> **ASSIGNMENT**: Search the data for the word "pixel" and copy every line where it occurs.

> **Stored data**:

"""

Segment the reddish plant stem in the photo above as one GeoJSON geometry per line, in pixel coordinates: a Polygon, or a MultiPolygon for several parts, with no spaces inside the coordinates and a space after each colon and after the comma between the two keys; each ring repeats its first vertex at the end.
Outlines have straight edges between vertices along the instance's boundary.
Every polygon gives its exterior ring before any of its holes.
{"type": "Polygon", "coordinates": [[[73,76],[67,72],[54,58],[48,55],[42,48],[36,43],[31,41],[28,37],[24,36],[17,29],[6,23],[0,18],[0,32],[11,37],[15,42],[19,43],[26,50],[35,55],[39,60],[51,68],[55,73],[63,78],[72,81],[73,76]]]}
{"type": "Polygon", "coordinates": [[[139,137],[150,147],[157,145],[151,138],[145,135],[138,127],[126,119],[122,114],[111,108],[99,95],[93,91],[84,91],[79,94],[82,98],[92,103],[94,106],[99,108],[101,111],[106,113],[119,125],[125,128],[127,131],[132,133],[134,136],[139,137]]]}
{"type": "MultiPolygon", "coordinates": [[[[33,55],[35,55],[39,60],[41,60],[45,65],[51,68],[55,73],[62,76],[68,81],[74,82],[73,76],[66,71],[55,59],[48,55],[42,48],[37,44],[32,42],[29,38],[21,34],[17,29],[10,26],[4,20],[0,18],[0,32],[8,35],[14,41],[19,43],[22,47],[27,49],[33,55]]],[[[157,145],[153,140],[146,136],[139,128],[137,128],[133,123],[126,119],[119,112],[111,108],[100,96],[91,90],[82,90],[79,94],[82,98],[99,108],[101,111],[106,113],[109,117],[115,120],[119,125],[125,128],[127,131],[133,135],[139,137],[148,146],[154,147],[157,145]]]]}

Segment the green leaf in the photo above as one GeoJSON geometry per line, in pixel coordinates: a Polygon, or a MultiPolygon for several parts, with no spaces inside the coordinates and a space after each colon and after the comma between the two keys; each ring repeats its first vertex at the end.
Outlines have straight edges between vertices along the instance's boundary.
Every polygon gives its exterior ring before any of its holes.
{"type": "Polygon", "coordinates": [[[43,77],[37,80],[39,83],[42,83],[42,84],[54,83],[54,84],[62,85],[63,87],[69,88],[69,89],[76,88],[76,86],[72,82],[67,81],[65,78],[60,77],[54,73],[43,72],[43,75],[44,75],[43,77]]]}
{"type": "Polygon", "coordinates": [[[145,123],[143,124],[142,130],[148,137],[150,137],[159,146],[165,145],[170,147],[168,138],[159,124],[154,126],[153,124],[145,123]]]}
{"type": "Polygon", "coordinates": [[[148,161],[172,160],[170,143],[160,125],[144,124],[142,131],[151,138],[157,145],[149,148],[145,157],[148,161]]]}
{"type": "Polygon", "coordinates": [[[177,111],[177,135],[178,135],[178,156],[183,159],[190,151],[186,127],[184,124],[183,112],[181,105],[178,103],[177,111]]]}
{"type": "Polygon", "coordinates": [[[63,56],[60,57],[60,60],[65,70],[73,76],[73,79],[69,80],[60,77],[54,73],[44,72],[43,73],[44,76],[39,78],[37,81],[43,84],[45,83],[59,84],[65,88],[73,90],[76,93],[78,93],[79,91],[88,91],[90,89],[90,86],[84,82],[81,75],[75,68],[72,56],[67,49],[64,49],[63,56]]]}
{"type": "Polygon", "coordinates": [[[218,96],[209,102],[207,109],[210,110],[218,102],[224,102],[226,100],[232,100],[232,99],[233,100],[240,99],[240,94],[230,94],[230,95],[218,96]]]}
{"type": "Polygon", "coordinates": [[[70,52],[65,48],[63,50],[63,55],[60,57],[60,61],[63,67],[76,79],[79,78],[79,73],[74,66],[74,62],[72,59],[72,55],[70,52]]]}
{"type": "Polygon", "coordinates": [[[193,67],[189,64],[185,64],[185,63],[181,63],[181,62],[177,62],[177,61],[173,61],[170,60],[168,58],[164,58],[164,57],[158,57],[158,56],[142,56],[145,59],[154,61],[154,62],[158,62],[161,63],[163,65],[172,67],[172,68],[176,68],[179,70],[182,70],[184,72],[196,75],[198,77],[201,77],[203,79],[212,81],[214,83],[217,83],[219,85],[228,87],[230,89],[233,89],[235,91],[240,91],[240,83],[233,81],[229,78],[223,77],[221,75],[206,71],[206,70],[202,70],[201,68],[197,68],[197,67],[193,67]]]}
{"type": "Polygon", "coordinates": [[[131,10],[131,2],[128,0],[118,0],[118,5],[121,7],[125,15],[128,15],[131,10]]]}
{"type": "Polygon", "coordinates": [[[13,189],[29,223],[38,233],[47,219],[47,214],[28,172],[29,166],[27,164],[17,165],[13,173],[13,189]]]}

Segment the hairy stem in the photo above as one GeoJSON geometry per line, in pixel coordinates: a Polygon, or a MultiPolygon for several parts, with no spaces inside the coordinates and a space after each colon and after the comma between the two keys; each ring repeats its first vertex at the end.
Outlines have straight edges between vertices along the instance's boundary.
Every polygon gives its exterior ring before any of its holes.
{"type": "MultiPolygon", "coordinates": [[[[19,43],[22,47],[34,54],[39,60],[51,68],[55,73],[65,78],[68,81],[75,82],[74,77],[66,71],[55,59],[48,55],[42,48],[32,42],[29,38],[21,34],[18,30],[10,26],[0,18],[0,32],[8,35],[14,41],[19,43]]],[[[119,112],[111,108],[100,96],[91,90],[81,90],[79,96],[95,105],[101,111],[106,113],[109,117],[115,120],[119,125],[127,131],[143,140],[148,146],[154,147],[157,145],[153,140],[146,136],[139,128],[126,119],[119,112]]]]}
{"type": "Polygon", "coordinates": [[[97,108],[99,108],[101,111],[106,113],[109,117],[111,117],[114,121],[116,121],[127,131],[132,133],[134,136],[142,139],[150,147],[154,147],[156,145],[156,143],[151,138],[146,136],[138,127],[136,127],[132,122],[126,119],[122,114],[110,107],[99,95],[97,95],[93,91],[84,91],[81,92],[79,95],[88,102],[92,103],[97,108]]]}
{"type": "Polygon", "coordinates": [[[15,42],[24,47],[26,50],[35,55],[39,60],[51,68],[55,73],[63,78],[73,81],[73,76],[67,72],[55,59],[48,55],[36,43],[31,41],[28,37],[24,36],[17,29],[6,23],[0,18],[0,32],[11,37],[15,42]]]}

"""

> **TASK RESULT**:
Segment the reddish plant stem in the photo above as one GeoJSON geometry per line, in pixel coordinates: a Polygon, or a MultiPolygon for several parts, with no spaces inside the coordinates and a space after each colon and after the comma between the two keys; each ring repeats its first vertex at the end.
Segment the green leaf in the photo above as one GeoJSON geometry per line, in pixel coordinates: a Polygon, or a MultiPolygon for several parts, with no spaces inside the coordinates and a space after each colon and after the comma between the two keys; each ring repeats its first vertex at the end.
Segment the hairy stem in the photo above as one GeoJSON geometry per line, in pixel coordinates: a Polygon, or a MultiPolygon for several parts, with no spaces inside the coordinates and a space after each colon and after the comma between the two keys; each ring repeats its first vertex at the end.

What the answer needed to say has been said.